*WORK INSTRUCTION 1*:
From the Calverton local history notes, reproduce everything from "Stocking Frames: 1844" down to "still grown locally." without any changes.
*WORK INSTRUCTION 2*:
According to the Calverton local history notes, what was the total cost of the Sewage Works on Moor Lane?

The village has a thriving cricket club with a long history. Cricket is believed to have been played as early as 1840 but there is no documentary proof until 1869. Several players have had distinguished careers at county level. In 1879 cricket was played on the ice at Salterford Dam, such was the enthusiasm of the players.​​

Calverton Colliery, started in 1937 but put 'on ice' during the Second World War, was the first mine to be officially opened under nationalisation in 1952. 

Nabarro Court old peoples home, Collyer Road: Officially opened: Wednesday March 17 1976 even though it had been in use since November 1974

Colonel Frank Seely School: June 30 1977: Claude Richardson (Headmaster) and George Rowlinson (Deputy-Headmaster) retired. They had a ten-year partnership together. Mr Rowlinson had taught at the school for twenty years.

Sewage Works, Moor Lane: Officially opened: December 15 1953. They were first planned in 1937 - total cost £39,000

The first ever Miner's Welfare, Ladies section was formed in Calverton. The new mine brought publicity and a new population. The new council estate and the Coal Board housing estate resulted in a new shopping centre and other facilities which in turn have attracted private building and industry. Many clubs and societies thrive in this energetic community.

In 1906, the village postie was paid 9 shillings a week!

The Domesday Book states that in 1086 the village had a church and a priest, but no part of the present church is dated before 1120, although it almost certainly occupies the same site as the Saxon building and is dedicated to St. Wilfrid.​

Calverton Population

1801: 636
1811: 904
1821: 1064
1831: 1196
1841: 1339
1851: 1427
1861: 1372
1871: 1319
1881: 1246
1891: 1199
1901: 1159
1911: 1101

Stocking Frames: 1844 = 400 in Calverton

Calverton's most famous son is undoubtedly William Lee, the inventor, in 1589, of the stocking frame. His influence can still be seen in some of the old stockinger's cottages-with windows specially designed to give maximum light to the stocking frame.

An eccentric Calvertonian was John Roe, founder of a religious sect in the late 18th century. Amongst their customs was the method of choosing marriage partners by casting lots. Baptism's were held in the pool (now dried up) in Johnny Roe's garden. He was also responsible for developing a fine plum which goes by his name and which is still grown locally.

There are two ancient charities. A charity for the poor was started by Jane Pepper (who also gave a silver alms dish to the church) which was augmented by a bequest and a gift of land in the 18th Century at the time of the Enclosures Act. 

The Jonathan Labray Trust was set up by his will of 1718 and provides almhouses and, until 1973, a school. The school building is now used by the Scouts and Guides.

A church Sunday school was built on Burnor Pool in 1846 and became the first day school. It was converted in 1852 and became the National school. In 1892 a public elementary school was erected.

*EXCERPTED RECORDS*:
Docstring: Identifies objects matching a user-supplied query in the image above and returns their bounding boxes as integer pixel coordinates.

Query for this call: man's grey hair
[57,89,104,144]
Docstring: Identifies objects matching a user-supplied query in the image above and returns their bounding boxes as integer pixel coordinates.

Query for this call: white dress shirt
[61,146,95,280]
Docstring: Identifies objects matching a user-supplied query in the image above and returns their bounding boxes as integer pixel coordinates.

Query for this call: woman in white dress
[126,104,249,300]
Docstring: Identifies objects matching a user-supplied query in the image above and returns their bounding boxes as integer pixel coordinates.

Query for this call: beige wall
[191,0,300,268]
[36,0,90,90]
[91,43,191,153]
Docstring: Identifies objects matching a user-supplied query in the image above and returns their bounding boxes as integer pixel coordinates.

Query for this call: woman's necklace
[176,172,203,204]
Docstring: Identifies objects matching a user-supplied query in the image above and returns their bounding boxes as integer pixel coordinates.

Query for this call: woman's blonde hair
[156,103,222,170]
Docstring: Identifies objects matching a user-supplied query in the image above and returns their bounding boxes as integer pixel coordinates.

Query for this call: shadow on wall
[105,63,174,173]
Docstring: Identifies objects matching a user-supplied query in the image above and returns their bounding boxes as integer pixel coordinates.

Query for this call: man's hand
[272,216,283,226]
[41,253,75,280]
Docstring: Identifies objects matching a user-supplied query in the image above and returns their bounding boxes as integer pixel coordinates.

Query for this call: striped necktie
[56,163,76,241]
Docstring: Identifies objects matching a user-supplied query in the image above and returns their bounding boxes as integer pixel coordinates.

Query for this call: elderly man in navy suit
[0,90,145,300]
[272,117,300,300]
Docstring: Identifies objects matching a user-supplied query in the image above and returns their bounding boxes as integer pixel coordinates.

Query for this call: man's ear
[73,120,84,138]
--
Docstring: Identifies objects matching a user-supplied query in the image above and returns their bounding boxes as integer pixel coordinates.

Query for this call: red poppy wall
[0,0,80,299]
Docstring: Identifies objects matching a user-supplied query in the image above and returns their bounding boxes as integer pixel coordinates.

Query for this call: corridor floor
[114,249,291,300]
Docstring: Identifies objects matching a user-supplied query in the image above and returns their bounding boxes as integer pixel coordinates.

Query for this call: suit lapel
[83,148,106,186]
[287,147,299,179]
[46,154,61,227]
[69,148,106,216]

*OUTPUT 1*:
Stocking Frames: 1844 = 400 in Calverton

Calverton's most famous son is undoubtedly William Lee, the inventor, in 1589, of the stocking frame. His influence can still be seen in some of the old stockinger's cottages-with windows specially designed to give maximum light to the stocking frame.

An eccentric Calvertonian was John Roe, founder of a religious sect in the late 18th century. Amongst their customs was the method of choosing marriage partners by casting lots. Baptism's were held in the pool (now dried up) in Johnny Roe's garden. He was also responsible for developing a fine plum which goes by his name and which is still grown locally.

*OUTPUT 2*:
£39,000